Stored rows:
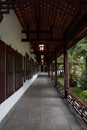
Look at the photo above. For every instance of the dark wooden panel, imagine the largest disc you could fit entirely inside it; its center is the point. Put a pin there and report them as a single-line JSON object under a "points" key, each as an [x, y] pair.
{"points": [[27, 66], [2, 71], [18, 71], [9, 71]]}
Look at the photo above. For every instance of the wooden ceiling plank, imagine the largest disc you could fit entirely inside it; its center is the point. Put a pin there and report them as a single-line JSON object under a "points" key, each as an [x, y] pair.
{"points": [[72, 19], [24, 15], [42, 39], [54, 14]]}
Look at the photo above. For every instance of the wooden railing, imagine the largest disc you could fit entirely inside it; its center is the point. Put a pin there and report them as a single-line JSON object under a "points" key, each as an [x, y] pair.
{"points": [[79, 105]]}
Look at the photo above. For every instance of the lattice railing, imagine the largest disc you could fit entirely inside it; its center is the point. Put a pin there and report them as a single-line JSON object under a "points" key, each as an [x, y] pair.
{"points": [[79, 105]]}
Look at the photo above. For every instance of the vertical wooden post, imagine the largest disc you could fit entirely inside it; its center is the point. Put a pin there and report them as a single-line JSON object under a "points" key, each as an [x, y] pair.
{"points": [[55, 70], [51, 69], [66, 70]]}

What is needed: Return all of the entries word for word, but omit the pictures.

Answer to this task:
Look at the photo above. For every instance of the dark wooden panel, imagine the largest disc you could fit entirely inside it; its center is the point. Put a pin there and report them as a single-line JSON object under a "points" key, each as an [x, y] pair.
{"points": [[27, 66], [2, 71], [18, 71], [9, 71]]}
Look at the photo above. For every instance of the wooden ceiling plank, imagine the largest disc you could fit entirely inside it; its center is the point. Put a pin there and report them as a single-line JSON object under a "points" key, each as an [x, y] pair.
{"points": [[72, 19], [24, 15], [42, 39], [54, 14]]}
Look at the photo above. For every instance of the wooden railing, imagine the largest disc you could fit entirely inside it; its center is the point. Put a pin there and report them as a single-line JSON object under a "points" key, each as an [x, y] pair.
{"points": [[79, 105]]}
Look at the photo above. For every instance of the lattice railing, imagine the largest disc you could fit entirely inside it; its center is the point. Put a pin there and report them as a single-line JSON object under a "points" key, each as an [x, y] pair.
{"points": [[79, 105]]}
Look at the photo above. For every instance of the vertical wooden post, imagine the largest disc you could fit entirely inside it; its center is the point. Put a pin there and report them as a single-line JSON object under a "points" key, each as an [x, y] pair.
{"points": [[55, 70], [51, 69], [66, 70]]}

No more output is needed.